Return every line of the data below that contains the string "bird". Matching is case-sensitive.

-- BEGIN Data records --

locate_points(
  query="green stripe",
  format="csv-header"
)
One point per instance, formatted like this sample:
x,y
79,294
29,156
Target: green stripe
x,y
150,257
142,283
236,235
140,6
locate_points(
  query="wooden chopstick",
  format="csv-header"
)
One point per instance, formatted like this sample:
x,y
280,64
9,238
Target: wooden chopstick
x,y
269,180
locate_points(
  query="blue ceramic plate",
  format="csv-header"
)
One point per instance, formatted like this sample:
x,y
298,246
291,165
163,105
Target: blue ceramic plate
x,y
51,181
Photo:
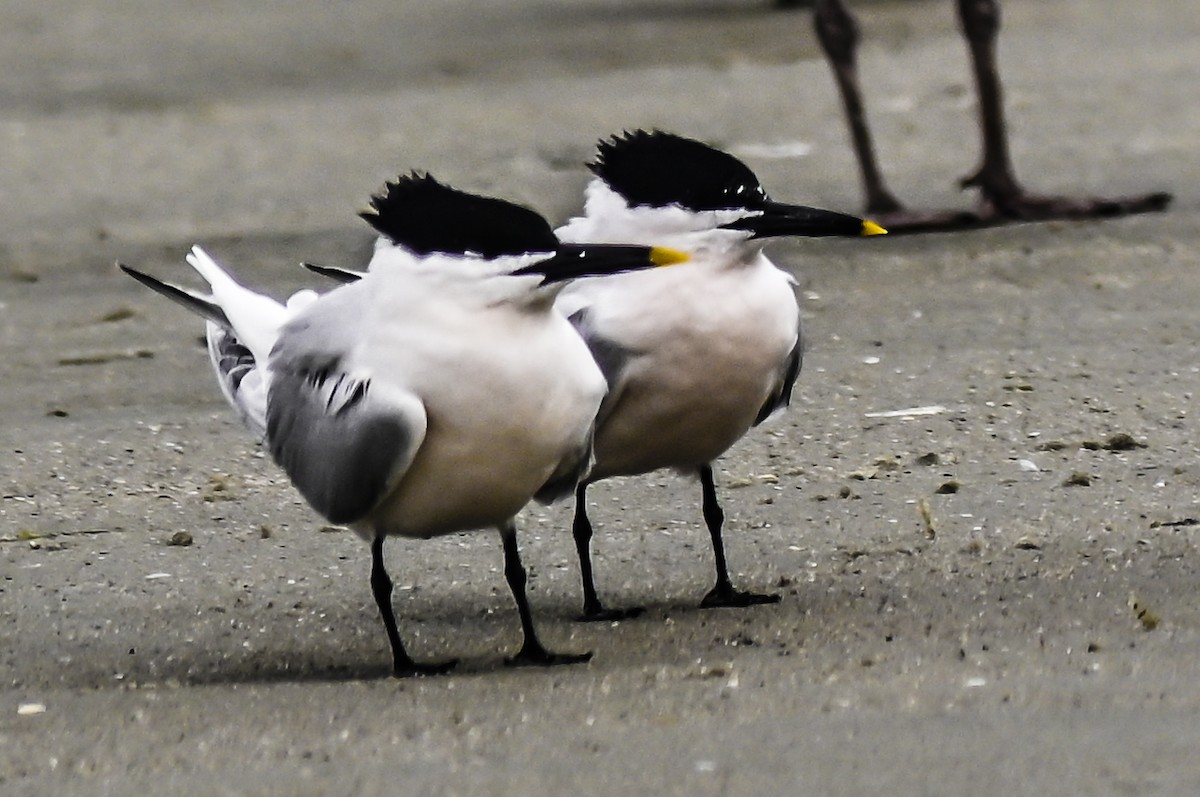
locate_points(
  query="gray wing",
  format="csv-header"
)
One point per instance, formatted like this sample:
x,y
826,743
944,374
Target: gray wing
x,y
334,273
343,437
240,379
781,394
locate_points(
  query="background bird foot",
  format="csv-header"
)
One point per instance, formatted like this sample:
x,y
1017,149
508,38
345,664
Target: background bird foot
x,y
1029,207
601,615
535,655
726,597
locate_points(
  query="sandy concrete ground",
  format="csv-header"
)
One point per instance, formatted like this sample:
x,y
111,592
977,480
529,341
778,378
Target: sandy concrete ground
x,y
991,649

-- END Data records --
-- BEGIN Data records --

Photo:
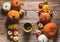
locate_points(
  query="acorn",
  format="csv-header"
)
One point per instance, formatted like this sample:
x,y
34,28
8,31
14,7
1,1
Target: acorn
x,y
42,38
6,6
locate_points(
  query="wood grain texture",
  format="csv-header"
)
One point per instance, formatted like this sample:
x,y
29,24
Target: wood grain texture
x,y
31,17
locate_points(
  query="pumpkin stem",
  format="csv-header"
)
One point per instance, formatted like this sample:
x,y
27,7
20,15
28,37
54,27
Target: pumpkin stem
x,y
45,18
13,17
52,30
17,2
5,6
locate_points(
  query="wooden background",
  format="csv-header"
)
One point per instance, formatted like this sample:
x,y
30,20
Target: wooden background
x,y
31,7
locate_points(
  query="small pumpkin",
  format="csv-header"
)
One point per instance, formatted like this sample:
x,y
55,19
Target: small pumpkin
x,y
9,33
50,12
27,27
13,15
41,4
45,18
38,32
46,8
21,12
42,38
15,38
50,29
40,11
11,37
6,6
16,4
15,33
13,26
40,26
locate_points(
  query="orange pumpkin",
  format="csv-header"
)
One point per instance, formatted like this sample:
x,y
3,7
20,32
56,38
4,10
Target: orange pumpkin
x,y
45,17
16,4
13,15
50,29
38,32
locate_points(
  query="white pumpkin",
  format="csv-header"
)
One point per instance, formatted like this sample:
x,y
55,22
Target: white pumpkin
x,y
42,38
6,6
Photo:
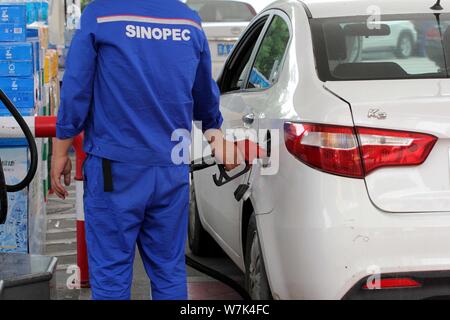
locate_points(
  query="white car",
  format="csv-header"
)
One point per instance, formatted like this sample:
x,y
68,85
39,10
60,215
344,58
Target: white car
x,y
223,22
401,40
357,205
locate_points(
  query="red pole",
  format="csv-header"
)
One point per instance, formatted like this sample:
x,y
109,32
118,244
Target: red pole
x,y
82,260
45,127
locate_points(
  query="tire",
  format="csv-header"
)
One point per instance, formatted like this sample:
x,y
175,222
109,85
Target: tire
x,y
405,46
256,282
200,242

-- END Data records --

Full response ▸
  query="background bird foot",
Target: background bird foot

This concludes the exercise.